[Given data]

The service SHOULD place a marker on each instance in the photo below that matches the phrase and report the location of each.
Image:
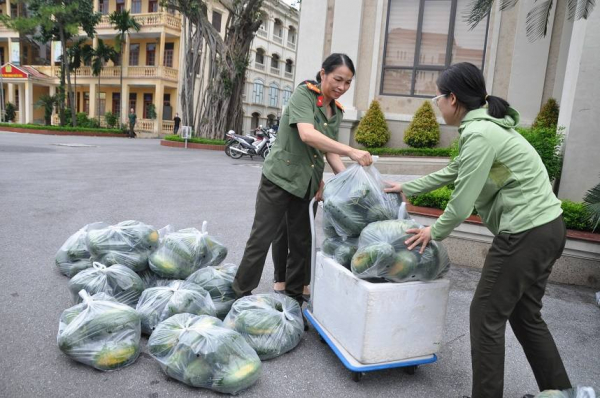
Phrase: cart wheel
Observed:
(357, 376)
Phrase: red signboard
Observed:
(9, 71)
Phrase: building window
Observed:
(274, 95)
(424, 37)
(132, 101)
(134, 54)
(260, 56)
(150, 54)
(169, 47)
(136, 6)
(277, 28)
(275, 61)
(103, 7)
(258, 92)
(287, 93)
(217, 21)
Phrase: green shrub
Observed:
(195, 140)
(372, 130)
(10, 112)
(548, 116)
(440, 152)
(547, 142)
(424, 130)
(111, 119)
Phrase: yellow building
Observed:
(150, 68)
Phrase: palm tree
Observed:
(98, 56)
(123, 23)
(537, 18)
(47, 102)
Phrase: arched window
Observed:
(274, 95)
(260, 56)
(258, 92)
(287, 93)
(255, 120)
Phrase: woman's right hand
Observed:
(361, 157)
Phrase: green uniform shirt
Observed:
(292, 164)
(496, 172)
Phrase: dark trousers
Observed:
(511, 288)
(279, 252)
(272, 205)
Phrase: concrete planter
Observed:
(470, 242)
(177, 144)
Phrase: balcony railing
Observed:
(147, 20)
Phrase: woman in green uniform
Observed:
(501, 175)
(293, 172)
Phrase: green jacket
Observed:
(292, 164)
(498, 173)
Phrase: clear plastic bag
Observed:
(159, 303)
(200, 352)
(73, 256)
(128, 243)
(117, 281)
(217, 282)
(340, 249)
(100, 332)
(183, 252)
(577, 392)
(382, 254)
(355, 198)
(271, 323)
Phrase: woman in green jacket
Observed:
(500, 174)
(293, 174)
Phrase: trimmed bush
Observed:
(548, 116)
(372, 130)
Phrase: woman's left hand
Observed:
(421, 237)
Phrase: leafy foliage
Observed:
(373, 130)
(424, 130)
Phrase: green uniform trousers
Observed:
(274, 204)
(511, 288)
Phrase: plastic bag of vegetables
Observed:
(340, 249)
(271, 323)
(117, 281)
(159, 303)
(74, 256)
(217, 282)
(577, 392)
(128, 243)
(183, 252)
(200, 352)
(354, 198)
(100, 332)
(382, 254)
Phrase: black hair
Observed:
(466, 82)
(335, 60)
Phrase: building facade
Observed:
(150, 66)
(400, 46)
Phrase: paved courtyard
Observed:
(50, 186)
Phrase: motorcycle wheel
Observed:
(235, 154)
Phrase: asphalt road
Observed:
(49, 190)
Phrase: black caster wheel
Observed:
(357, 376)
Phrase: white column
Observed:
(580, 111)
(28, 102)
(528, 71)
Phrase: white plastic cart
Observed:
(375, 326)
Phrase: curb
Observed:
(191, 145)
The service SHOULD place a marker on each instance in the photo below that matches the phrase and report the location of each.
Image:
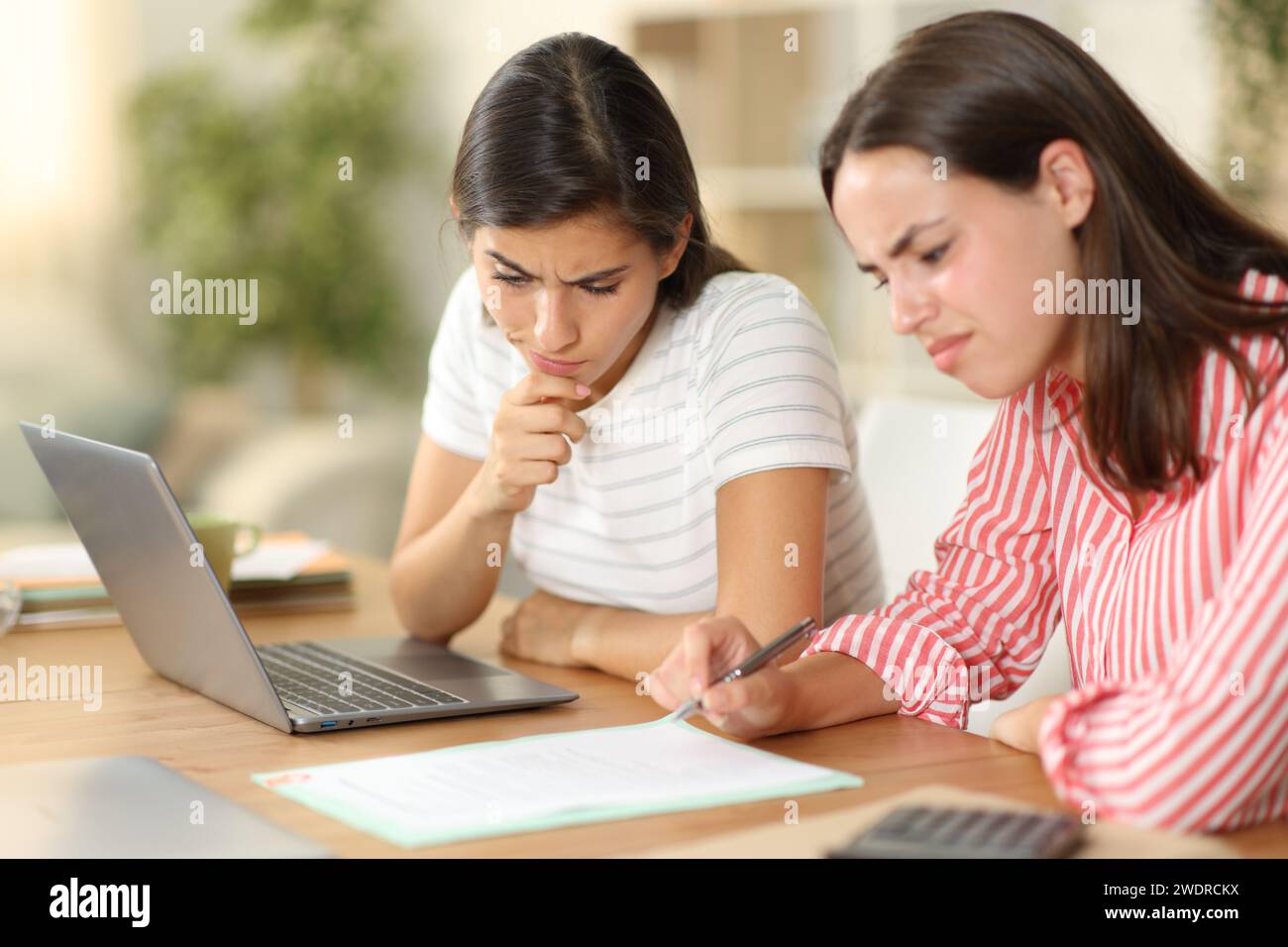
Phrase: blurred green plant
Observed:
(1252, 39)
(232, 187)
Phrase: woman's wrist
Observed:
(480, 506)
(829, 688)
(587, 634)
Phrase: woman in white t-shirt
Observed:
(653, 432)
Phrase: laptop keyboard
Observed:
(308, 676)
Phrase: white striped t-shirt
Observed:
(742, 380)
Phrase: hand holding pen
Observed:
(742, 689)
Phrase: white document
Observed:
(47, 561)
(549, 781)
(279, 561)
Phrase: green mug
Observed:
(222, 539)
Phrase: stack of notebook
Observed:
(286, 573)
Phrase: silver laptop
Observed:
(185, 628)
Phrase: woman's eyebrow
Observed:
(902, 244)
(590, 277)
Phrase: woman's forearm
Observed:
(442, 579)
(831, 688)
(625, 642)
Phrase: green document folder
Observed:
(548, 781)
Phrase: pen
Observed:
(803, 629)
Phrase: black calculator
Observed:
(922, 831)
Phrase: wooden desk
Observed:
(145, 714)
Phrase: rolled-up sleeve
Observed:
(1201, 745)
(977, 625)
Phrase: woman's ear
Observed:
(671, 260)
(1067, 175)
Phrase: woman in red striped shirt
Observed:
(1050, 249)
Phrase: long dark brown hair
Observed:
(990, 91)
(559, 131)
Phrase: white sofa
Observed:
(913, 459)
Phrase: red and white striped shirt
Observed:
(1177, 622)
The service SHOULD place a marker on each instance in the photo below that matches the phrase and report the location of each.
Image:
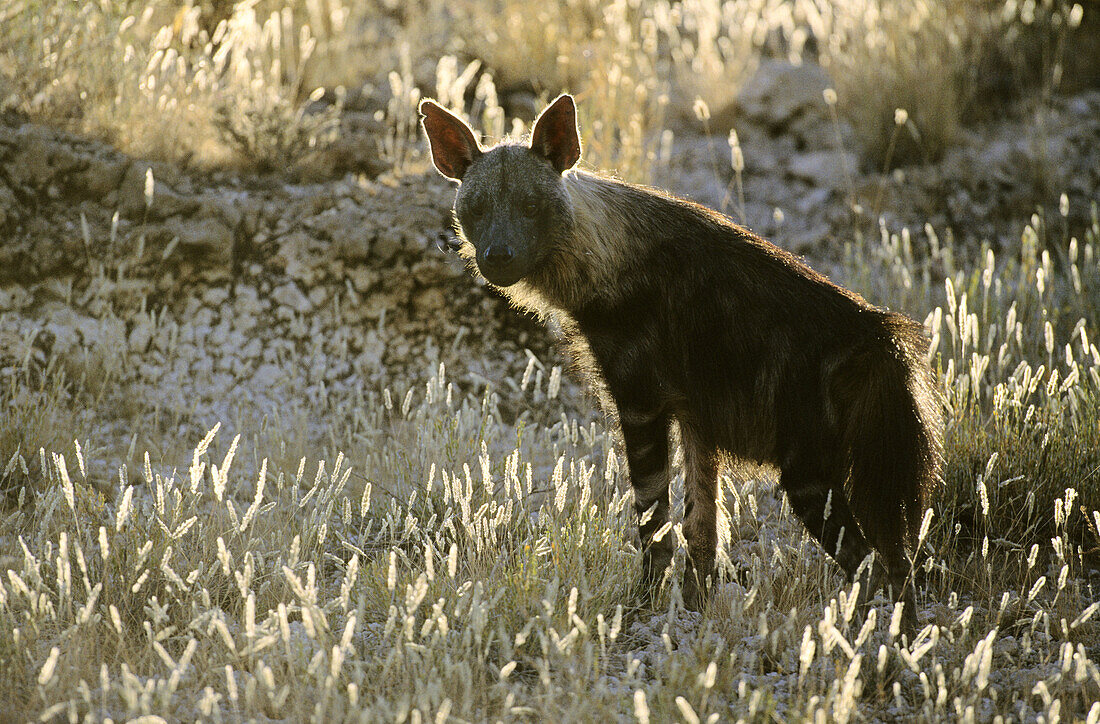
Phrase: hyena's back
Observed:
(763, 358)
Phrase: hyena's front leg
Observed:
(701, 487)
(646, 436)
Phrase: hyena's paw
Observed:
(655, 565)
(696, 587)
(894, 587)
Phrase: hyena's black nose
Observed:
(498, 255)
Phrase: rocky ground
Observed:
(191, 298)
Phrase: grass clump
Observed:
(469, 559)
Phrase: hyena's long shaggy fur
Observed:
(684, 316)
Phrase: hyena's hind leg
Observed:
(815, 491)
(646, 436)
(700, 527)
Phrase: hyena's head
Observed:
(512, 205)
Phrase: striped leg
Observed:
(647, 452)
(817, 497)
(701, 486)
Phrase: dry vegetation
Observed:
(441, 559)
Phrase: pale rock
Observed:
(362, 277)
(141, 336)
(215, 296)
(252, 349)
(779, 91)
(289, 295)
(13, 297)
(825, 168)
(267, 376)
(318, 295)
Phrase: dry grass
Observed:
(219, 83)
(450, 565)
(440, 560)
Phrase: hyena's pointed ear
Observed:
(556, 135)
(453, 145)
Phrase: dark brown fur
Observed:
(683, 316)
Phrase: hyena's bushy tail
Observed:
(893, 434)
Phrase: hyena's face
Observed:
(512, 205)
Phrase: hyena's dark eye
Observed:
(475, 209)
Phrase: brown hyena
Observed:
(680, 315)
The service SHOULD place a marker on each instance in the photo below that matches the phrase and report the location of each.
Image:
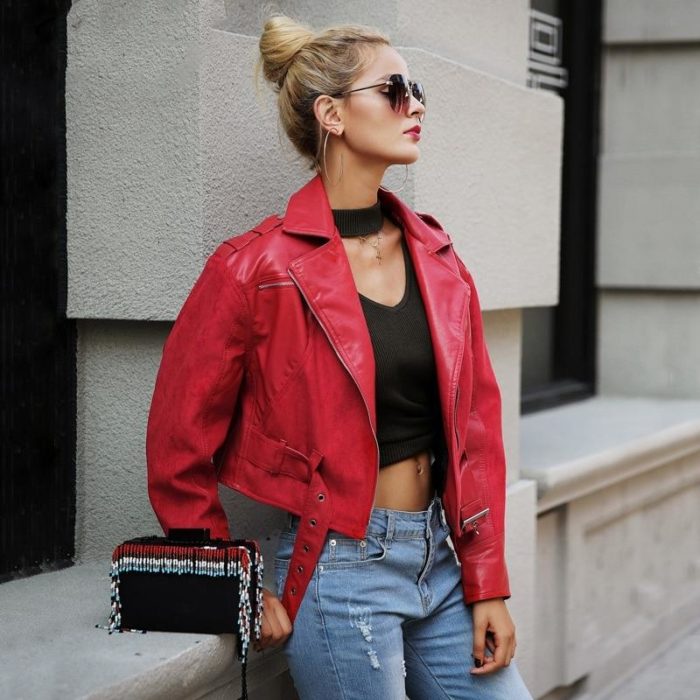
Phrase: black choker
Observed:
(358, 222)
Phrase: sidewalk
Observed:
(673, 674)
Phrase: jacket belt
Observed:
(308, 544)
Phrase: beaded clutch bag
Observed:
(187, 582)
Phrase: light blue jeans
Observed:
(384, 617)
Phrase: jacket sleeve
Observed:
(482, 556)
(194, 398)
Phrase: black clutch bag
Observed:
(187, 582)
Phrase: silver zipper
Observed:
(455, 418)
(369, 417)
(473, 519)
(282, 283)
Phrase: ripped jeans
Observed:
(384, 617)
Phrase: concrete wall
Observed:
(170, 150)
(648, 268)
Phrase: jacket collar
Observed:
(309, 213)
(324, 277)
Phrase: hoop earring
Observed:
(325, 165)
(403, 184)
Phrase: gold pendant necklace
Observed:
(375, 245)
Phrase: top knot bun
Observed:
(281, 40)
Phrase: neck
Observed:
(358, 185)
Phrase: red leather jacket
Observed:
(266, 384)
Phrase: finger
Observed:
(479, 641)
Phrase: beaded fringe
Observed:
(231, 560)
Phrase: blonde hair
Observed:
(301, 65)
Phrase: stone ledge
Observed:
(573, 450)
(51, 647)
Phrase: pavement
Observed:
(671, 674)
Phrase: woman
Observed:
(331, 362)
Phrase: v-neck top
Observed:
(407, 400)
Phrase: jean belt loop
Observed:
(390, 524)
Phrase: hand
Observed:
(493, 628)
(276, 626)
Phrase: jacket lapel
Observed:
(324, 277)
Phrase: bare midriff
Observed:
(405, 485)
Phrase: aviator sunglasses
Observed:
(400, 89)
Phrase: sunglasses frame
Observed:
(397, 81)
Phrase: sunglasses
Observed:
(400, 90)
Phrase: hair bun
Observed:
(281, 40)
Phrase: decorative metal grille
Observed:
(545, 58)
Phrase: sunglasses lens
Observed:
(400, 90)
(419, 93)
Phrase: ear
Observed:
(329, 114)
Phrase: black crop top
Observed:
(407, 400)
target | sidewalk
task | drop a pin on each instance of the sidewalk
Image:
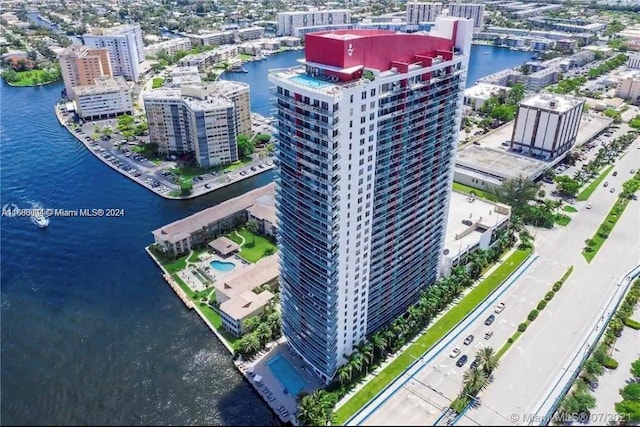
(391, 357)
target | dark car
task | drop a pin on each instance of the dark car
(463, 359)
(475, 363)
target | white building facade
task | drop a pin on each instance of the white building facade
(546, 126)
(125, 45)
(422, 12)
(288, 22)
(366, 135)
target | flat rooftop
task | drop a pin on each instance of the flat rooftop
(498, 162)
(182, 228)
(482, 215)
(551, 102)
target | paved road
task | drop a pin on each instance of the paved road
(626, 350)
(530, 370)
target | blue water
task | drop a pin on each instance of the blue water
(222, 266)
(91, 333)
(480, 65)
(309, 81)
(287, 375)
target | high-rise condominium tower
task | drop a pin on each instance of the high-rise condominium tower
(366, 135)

[/Given data]

▶ **To do**: Please leave out the pictures as you reproduce the lines exactly, from the first line of the entries through the line containing "Phrase: green jacket".

▶ **Result for this exercise**:
The service SHOULD place a marker on each instance in the photo below that matches the phrase and report the location of each.
Image:
Phrase: cart wheel
Observed:
(357, 376)
Phrase: red signboard
Observed:
(9, 71)
Phrase: building window
Observed:
(274, 95)
(424, 37)
(132, 101)
(134, 54)
(260, 56)
(150, 54)
(169, 47)
(136, 6)
(277, 28)
(275, 61)
(103, 7)
(258, 92)
(287, 93)
(217, 21)
Phrase: green shrub
Observed:
(195, 140)
(372, 130)
(10, 112)
(548, 116)
(440, 152)
(547, 142)
(424, 130)
(111, 119)
Phrase: yellow building
Observed:
(150, 68)
Phrase: palm tree
Observed:
(98, 56)
(123, 23)
(537, 18)
(47, 102)
Phrase: arched window
Observed:
(274, 95)
(260, 56)
(258, 92)
(287, 93)
(255, 120)
Phrase: woman's right hand
Observed:
(361, 157)
Phrase: green uniform shirt
Observed:
(292, 164)
(496, 172)
Phrase: dark trousers
Observed:
(511, 288)
(279, 252)
(272, 205)
Phrase: concrete planter
Observed:
(470, 242)
(177, 144)
Phrase: balcony railing
Observed:
(147, 20)
Phrase: woman in green uniform
Observed:
(501, 175)
(293, 172)
Phrase: green jacket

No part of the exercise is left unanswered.